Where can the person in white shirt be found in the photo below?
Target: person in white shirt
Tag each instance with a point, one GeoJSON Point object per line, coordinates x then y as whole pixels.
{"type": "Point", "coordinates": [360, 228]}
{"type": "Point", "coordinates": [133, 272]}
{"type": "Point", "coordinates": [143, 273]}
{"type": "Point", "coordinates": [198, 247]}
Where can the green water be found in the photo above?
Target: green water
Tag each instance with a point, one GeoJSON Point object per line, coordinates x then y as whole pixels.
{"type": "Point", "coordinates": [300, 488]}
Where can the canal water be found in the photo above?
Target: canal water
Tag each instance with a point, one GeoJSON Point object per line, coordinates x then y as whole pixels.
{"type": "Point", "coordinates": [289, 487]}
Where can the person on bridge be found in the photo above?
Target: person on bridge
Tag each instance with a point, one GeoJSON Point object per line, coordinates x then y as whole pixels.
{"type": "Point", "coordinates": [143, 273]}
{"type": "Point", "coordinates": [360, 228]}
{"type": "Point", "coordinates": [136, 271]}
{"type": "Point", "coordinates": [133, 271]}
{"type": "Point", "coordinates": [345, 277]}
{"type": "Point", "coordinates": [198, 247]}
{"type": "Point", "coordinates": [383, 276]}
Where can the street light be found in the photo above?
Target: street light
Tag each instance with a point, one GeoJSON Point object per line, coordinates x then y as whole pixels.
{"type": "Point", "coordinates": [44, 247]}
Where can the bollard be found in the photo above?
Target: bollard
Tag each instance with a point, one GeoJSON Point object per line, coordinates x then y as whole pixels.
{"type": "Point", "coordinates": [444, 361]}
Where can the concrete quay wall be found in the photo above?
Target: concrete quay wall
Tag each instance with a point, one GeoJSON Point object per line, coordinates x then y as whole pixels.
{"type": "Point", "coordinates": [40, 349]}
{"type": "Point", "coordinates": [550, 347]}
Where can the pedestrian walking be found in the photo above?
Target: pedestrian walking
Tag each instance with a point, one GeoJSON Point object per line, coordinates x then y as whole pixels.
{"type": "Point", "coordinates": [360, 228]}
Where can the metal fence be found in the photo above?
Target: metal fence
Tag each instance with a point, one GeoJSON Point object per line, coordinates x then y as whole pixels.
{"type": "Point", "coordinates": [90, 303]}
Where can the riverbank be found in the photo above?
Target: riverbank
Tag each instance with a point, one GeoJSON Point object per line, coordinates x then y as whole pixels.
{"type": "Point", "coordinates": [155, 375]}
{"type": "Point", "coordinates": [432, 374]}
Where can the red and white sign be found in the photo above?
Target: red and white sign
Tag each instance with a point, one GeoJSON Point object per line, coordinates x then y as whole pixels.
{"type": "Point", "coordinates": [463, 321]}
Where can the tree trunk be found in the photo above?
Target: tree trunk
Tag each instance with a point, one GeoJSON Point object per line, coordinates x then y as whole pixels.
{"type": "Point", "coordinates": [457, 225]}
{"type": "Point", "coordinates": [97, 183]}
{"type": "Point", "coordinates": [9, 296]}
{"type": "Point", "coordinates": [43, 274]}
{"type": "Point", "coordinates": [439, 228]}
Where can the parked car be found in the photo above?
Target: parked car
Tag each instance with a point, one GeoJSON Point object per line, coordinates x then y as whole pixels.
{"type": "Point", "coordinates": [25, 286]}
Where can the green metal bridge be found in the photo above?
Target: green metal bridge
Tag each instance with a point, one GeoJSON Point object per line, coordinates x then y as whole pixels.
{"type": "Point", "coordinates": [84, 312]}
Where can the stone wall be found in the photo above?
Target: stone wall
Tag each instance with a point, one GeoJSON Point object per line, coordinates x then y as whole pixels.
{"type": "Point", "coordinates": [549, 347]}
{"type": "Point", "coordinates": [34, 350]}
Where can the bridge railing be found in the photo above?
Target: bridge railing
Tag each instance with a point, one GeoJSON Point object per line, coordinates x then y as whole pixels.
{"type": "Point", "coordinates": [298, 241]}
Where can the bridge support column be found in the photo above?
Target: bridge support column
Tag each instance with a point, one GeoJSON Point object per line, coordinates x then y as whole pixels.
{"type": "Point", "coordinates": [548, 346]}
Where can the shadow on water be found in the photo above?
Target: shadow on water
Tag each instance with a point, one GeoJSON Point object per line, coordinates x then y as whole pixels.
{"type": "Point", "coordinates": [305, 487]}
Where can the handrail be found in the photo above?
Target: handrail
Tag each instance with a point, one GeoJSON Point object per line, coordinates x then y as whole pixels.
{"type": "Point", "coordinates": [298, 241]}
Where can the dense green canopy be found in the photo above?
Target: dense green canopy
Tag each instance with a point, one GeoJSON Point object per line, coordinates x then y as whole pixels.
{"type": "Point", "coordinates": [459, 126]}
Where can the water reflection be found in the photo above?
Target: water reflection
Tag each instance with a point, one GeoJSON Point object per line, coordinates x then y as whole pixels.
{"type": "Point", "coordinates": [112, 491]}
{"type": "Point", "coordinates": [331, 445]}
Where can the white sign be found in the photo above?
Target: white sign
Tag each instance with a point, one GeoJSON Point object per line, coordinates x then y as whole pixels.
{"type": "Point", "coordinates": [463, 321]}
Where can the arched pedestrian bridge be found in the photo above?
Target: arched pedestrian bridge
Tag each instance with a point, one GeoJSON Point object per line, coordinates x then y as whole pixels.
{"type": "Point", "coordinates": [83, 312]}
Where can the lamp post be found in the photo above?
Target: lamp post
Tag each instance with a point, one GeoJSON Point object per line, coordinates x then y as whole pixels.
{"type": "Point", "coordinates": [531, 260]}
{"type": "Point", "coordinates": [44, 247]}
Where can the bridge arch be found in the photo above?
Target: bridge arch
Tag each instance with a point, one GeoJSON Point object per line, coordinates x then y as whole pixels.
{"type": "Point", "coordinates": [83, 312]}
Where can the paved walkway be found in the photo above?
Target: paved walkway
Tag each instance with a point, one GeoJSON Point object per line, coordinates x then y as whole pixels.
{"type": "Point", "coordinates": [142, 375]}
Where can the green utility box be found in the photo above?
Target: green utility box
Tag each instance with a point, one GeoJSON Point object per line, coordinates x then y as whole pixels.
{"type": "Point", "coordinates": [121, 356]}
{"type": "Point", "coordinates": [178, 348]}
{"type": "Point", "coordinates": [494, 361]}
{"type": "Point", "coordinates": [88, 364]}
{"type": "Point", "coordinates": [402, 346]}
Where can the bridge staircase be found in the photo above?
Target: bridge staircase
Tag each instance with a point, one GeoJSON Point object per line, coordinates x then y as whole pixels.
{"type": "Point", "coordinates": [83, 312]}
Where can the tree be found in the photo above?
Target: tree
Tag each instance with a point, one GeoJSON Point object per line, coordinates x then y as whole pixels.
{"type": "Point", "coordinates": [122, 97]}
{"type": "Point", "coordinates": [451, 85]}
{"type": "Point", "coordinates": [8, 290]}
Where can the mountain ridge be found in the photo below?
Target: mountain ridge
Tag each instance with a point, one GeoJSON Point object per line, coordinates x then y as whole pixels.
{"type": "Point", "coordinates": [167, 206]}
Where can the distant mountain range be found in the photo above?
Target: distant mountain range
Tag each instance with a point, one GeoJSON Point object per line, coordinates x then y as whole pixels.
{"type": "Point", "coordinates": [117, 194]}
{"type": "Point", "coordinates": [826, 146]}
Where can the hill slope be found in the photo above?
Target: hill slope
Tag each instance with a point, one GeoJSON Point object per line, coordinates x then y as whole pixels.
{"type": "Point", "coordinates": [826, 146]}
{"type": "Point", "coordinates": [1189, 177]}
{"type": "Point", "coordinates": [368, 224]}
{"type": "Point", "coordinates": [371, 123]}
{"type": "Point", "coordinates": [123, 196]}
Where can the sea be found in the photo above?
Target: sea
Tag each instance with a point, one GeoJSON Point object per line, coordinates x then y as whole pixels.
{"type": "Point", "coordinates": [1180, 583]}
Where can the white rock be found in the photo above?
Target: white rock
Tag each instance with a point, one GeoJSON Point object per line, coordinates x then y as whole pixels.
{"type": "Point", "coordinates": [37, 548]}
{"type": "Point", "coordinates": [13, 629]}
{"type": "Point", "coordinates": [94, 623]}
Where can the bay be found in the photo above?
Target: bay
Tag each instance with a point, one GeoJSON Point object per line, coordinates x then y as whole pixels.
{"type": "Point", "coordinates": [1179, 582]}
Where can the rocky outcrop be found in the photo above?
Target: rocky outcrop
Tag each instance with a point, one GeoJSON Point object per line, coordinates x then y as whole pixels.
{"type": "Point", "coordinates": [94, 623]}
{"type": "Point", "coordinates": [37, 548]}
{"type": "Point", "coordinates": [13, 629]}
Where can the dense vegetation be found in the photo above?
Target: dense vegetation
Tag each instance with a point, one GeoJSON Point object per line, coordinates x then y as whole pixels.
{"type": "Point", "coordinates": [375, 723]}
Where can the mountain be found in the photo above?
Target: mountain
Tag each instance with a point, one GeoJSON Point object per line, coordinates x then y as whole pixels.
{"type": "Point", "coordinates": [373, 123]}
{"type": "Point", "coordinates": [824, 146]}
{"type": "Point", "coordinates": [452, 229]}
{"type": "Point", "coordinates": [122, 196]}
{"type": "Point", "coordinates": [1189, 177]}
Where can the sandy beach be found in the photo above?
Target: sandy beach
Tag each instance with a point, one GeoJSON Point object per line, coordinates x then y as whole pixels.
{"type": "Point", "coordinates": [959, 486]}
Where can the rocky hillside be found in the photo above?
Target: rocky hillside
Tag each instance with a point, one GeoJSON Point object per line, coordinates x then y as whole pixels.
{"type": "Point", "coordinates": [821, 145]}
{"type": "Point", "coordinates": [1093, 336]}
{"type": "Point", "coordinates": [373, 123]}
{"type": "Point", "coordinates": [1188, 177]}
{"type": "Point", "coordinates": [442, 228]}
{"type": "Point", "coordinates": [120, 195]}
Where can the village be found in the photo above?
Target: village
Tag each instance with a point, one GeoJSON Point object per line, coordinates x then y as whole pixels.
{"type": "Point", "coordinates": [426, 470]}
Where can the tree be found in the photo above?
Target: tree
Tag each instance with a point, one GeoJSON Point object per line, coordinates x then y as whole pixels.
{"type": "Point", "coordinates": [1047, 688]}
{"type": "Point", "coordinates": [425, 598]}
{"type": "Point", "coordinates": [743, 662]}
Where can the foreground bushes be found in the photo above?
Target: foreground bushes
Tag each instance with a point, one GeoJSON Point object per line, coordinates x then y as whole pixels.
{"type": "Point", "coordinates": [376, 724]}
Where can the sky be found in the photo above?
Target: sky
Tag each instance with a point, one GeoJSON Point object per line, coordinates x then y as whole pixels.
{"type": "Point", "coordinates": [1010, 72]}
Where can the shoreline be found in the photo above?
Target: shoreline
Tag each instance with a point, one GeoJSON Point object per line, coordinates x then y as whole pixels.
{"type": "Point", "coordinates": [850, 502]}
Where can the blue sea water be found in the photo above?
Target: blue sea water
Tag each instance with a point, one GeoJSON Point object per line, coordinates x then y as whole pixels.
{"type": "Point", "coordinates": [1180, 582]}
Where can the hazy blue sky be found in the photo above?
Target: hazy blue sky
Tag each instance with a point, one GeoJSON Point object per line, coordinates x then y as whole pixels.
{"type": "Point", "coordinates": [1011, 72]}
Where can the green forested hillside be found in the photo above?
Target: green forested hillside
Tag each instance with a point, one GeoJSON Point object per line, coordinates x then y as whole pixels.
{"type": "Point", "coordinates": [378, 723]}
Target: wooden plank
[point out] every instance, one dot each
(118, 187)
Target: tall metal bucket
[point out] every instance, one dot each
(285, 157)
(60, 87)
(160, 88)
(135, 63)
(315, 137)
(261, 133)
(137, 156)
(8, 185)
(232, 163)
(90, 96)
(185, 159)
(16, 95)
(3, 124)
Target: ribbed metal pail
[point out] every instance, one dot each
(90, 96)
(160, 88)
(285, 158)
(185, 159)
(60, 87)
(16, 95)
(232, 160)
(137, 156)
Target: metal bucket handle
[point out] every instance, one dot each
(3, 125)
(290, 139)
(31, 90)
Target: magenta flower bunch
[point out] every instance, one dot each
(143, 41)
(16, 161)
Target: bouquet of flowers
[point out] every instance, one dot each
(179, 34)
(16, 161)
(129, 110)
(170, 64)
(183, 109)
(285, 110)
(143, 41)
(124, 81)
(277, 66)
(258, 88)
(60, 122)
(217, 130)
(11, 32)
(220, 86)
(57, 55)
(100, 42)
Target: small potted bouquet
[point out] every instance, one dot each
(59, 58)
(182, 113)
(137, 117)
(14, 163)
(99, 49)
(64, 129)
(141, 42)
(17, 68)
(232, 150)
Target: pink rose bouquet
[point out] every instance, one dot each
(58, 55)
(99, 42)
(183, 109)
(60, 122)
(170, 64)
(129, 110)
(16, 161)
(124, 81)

○ ○ ○

Written request
Starting at the line that contains "Target: magenta flower bunch" and continuing through the end of the records, reproduce every line, requests included, and shift each coordinate in the answers by -13.

Full response
Target: magenta flower bunch
[point out] every instance, one dot each
(130, 28)
(3, 148)
Target: bouquet of flowers
[point out] every instance, one dot each
(166, 21)
(3, 148)
(116, 97)
(157, 51)
(170, 96)
(272, 97)
(130, 28)
(111, 68)
(264, 53)
(245, 75)
(47, 109)
(204, 117)
(-2, 19)
(207, 73)
(44, 42)
(87, 29)
Target: small potted bouquet
[point out] every instance, one dot each
(46, 45)
(169, 100)
(124, 104)
(1, 150)
(86, 36)
(51, 116)
(128, 29)
(4, 55)
(219, 137)
Target: pink rose bouquet
[point out] every instance, one dot each
(45, 42)
(86, 29)
(170, 96)
(47, 109)
(157, 51)
(116, 97)
(3, 148)
(111, 68)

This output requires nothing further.